● **Anforderungen**:
**A.** Übersetze bitte den Satz „Seit über 3 Jahrzehnten bin ich gelegentlich am Rätseln, wozu man im Strafverfahren Verteidiger benötigt.“ aus dem Auszug zum Wiedereinsetzungsantrag ins Englische.
**B.** Kopiere aus dem Auszug zum Wiedereinsetzungsantrag unverändert den Abschnitt, der mit „Nachdem ein Wiedereinsetzungsantrag“ anfängt und mit „Gericht gewährte Wiedereinsetzung.“ endet.

● **Bereitgestellter Auszug**:
Nachdem ein Wiedereinsetzungsantrag gestellt worden war, die „Spannung“ sich bei der StA also gelegt gehabt haben dürfte, vermerkte derselbe OStA, dem bereits im Mai nächsten Jahres der wohlverdiente Ruhestand winkt: „Seit über 3 Jahrzehnten bin ich gelegentlich am Rätseln, wozu man im Strafverfahren Verteidiger benötigt. Der vorliegende Fall macht es aber wieder einmal deutlich: man benötigt sie für Wiedereinsetzungsanträge wegen Fehlern, die man ohne sie nicht gemacht hätte.“

Außerdem beantragte er den Wiedereinsetzungsantrag „zumindest als unbegründet“ zu verwerfen. Das Gericht gewährte Wiedereinsetzung.

● **Vorliegende Angaben**:

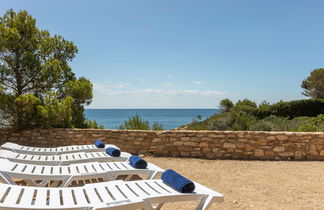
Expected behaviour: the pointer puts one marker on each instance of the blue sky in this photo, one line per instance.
(184, 53)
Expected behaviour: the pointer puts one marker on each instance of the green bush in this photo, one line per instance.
(157, 127)
(243, 121)
(292, 109)
(137, 123)
(262, 126)
(222, 122)
(313, 124)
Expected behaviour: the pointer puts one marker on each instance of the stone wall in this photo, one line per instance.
(201, 144)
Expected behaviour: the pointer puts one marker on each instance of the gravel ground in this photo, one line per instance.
(253, 184)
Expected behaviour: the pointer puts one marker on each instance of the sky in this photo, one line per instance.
(186, 53)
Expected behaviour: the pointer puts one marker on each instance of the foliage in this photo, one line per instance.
(314, 124)
(93, 124)
(242, 121)
(313, 85)
(222, 122)
(225, 105)
(292, 109)
(301, 115)
(37, 86)
(137, 123)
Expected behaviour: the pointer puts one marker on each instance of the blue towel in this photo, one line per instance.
(99, 144)
(137, 162)
(112, 151)
(178, 182)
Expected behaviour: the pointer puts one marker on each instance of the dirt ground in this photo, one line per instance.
(253, 184)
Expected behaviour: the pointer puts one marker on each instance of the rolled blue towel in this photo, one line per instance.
(177, 181)
(99, 144)
(112, 151)
(137, 162)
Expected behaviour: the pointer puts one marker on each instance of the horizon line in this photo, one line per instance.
(151, 108)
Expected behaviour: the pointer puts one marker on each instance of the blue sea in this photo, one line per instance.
(169, 118)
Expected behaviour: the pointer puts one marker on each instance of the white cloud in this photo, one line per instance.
(197, 82)
(164, 92)
(108, 85)
(109, 96)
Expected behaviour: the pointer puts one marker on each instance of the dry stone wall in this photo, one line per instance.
(200, 144)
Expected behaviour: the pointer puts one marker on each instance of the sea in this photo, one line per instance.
(169, 118)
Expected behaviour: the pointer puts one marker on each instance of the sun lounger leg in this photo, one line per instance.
(204, 203)
(152, 175)
(66, 181)
(128, 177)
(6, 179)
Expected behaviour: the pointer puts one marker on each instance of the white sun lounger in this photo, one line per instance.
(53, 150)
(38, 175)
(107, 195)
(65, 159)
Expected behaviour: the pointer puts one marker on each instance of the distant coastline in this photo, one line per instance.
(169, 118)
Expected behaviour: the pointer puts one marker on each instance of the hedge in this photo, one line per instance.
(292, 109)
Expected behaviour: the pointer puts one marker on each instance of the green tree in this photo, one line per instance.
(313, 85)
(264, 104)
(157, 127)
(34, 68)
(225, 105)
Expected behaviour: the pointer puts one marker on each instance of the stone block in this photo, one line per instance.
(279, 149)
(259, 153)
(229, 145)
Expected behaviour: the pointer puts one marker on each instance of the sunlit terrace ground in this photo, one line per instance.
(253, 184)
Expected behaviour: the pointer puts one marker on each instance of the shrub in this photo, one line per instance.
(157, 127)
(222, 122)
(313, 124)
(262, 125)
(243, 121)
(292, 109)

● **Lösungen der Aufgaben**:
**A.** For more than 3 decades I have occasionally been puzzling over why defense counsel are needed in criminal proceedings.

**B.**
Nachdem ein Wiedereinsetzungsantrag gestellt worden war, die „Spannung“ sich bei der StA also gelegt gehabt haben dürfte, vermerkte derselbe OStA, dem bereits im Mai nächsten Jahres der wohlverdiente Ruhestand winkt: „Seit über 3 Jahrzehnten bin ich gelegentlich am Rätseln, wozu man im Strafverfahren Verteidiger benötigt. Der vorliegende Fall macht es aber wieder einmal deutlich: man benötigt sie für Wiedereinsetzungsanträge wegen Fehlern, die man ohne sie nicht gemacht hätte.“

Außerdem beantragte er den Wiedereinsetzungsantrag „zumindest als unbegründet“ zu verwerfen. Das Gericht gewährte Wiedereinsetzung.